(Exercise details) Return each entry exactly, so that nothing in the data differs from the original.

(Available data)
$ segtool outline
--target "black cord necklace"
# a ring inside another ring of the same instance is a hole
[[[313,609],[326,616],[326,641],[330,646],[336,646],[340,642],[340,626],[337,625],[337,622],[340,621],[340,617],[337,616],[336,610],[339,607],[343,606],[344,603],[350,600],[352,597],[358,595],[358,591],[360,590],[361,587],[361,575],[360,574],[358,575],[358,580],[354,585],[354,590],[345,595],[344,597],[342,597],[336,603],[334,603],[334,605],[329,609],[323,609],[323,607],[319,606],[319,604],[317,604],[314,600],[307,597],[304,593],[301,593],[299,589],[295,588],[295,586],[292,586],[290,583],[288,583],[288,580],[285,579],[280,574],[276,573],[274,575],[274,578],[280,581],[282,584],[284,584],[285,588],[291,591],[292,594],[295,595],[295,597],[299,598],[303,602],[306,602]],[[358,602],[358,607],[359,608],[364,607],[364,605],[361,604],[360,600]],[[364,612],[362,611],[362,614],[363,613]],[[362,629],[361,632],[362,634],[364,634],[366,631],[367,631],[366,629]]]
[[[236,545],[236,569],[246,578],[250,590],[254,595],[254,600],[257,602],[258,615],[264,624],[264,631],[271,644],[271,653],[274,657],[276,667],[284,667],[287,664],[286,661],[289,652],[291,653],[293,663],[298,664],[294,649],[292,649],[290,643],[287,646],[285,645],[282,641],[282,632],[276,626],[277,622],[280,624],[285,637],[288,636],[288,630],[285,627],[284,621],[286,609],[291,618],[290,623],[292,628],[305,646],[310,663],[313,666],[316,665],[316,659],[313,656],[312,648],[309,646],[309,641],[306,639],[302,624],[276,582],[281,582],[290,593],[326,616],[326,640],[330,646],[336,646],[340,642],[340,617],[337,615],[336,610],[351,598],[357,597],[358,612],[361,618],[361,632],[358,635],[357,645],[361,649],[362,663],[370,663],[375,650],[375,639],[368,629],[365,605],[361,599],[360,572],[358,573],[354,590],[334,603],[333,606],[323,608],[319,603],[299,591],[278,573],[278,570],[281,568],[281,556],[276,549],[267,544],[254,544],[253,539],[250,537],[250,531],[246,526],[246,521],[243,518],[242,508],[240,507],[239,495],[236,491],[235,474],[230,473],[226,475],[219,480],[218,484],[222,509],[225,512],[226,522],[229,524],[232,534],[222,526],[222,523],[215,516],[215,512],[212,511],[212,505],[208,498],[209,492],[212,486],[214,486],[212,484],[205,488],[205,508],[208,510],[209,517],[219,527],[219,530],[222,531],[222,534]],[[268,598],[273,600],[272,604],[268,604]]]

(Written answer)
$ segtool outline
--target "black cord necklace"
# a ring inside another ring of the same instance is a hole
[[[313,609],[326,616],[326,641],[330,646],[336,646],[340,642],[340,626],[337,625],[337,622],[340,621],[340,617],[337,616],[336,610],[339,607],[343,606],[344,603],[350,600],[352,597],[358,595],[358,591],[360,590],[361,587],[361,575],[360,574],[358,575],[358,580],[354,585],[354,590],[345,595],[344,597],[342,597],[336,603],[334,603],[334,605],[329,609],[323,609],[323,607],[319,606],[319,604],[317,604],[314,600],[307,597],[304,593],[301,593],[299,589],[295,588],[295,586],[292,586],[290,583],[288,583],[288,580],[285,579],[280,574],[276,573],[274,575],[274,578],[280,581],[282,584],[284,584],[285,588],[291,591],[292,594],[295,595],[295,597],[299,598],[303,602],[306,602]],[[358,602],[358,607],[359,608],[364,607],[364,605],[361,604],[360,600]],[[364,612],[362,611],[362,614],[363,613]],[[362,629],[361,632],[362,634],[364,634],[366,631],[367,631],[366,629]]]
[[[236,545],[236,569],[246,578],[250,590],[254,595],[254,600],[257,602],[258,615],[264,624],[264,631],[271,644],[271,653],[274,657],[276,667],[284,667],[287,664],[286,661],[289,652],[291,653],[293,663],[298,664],[294,649],[292,649],[290,643],[287,646],[285,645],[282,641],[282,632],[276,626],[277,622],[280,624],[285,637],[288,636],[288,630],[285,627],[284,621],[286,609],[291,618],[290,623],[292,628],[305,646],[310,663],[313,666],[316,665],[316,659],[313,656],[312,648],[309,646],[309,641],[306,639],[302,624],[276,582],[281,582],[290,593],[326,616],[326,640],[330,646],[336,646],[340,642],[340,617],[337,615],[336,610],[351,598],[357,597],[358,612],[361,618],[361,632],[358,635],[357,645],[361,649],[362,663],[370,663],[375,650],[375,639],[368,629],[365,605],[361,599],[360,572],[358,573],[354,590],[334,603],[333,606],[323,608],[319,603],[299,591],[278,573],[278,570],[281,568],[281,556],[276,549],[267,544],[254,544],[253,539],[250,537],[250,531],[246,526],[246,521],[243,518],[242,508],[240,507],[239,495],[236,491],[235,474],[230,473],[226,475],[219,480],[218,484],[222,509],[225,512],[226,522],[229,524],[232,534],[222,526],[222,523],[215,516],[215,512],[212,511],[212,505],[208,498],[209,492],[212,486],[214,486],[212,484],[205,488],[205,508],[208,510],[209,517],[219,527],[219,530],[222,531],[222,534]],[[268,598],[273,600],[272,604],[268,604]]]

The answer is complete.